▶ DESCRIPTION OF THE TASK: Convert the lines of the records below into a JSON list of strings, one string per line, omitting blank lines and leaving out the pictures.

▶ DATA RECORDS:

----------------

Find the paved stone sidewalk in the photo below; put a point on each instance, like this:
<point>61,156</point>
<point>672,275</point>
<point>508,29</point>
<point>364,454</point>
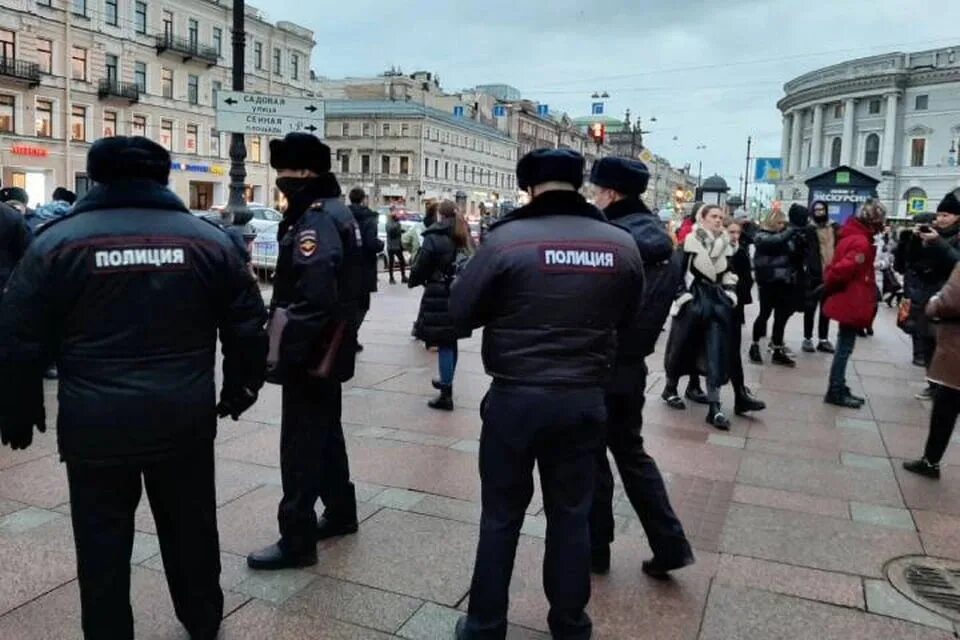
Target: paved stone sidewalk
<point>793,514</point>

----------------

▶ TASK OUTPUT:
[
  "Find the paved stone sidewalk in the photo below; put a point on each instance, like this:",
  "<point>61,156</point>",
  "<point>672,275</point>",
  "<point>508,29</point>",
  "<point>364,454</point>",
  "Target: paved stone sidewalk",
  "<point>793,514</point>"
]